- **What is asked**:
1 - Answer these questions using the VectorH performance text:
(a) How do large tables that are not partitioned perform?
(b) What do VectorH's storage tracking structures record?
(c) Where can a tool be found that helps determine whether data is stored on-disk in sorted order for a given column?
2 - In the VectorH performance text, rewrite the paragraph beginning "VectorH makes use of storage tracking structures" as a shorter paragraph that keeps its main facts.

- **Text**:
■ ■ ■ ■ ■

Stage 4--Optimize the Database Schema
Optimizing the database schema for the best possible performance of VectorH generally consists of working through the following Performance Considerations steps.
Performance Considerations
In addition to having suitable hardware, a correctly configured Hadoop cluster, and a correctly configured VectorH environment, there are some additional items that affect the performance of VectorH.
Table Partitioning
Follow the partitioning guidelines as described in
Partitioning Tables.
Large tables that are not partitioned will exhibit significantly worse performance.
Query Statistics
Follow the guidelines on gathering statistics as described in
Generating Statistics.
Ordered Data
VectorH makes use of storage tracking structures to record details of the range of values that may be held in a particular block. These structures are used at runtime to effect block elimination based on query predicates. This approach improves query performance generally and is particularly effective when dealing with ordered data.
Most systems have such an ordering of data—for example carrying an “inserted date” or “effective date” field that matches the date when the data was created. Mimicking such an ordering in the test system by loading the data in the appropriate order will give a better indication of query performance in the real system.
The Actian GitHub site has a tool to help determine whether the data is being stored on-disk in sorted order for a given column.

■ ■ ■ ■ ■

- **Listed entries**:
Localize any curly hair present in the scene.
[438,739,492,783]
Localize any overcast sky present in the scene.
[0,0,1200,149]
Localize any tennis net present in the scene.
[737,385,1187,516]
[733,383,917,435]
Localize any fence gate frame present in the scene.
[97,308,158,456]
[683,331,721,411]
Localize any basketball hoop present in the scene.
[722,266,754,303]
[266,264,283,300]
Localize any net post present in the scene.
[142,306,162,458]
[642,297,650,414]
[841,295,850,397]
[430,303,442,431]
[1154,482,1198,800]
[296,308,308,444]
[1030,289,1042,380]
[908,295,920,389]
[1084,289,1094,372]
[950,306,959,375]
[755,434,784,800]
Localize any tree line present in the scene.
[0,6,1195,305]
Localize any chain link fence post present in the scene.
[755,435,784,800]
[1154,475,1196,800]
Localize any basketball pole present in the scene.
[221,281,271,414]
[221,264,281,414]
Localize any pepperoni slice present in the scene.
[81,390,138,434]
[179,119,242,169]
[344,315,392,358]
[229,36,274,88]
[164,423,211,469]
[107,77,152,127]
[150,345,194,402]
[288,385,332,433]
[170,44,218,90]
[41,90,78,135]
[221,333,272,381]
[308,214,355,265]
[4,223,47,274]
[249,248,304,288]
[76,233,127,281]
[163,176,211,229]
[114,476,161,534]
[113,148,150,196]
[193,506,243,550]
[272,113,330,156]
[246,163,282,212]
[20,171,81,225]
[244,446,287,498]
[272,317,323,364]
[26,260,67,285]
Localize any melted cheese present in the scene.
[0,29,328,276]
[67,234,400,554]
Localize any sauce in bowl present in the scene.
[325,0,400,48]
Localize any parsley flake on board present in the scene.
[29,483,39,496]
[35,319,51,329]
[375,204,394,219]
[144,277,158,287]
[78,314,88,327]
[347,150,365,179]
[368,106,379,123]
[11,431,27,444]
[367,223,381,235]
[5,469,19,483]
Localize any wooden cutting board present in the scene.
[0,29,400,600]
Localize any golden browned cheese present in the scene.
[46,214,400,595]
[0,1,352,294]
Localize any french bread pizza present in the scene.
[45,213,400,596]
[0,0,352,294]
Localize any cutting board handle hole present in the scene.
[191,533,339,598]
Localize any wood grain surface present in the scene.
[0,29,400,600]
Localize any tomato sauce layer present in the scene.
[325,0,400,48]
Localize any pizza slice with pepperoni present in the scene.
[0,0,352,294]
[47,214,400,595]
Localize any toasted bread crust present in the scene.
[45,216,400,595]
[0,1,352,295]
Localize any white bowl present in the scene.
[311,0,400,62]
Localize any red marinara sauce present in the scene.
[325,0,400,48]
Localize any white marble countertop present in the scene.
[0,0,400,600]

■ ■ ■ ■ ■

- **Outputs by task**:
1 -
(a) They exhibit significantly worse performance.
(b) They record details of the range of values that may be held in a particular block.
(c) On the Actian GitHub site.

2 - VectorH's storage tracking structures record the range of values a block may hold. At runtime, they allow blocks to be eliminated based on query predicates. This improves query performance generally and works especially well with ordered data.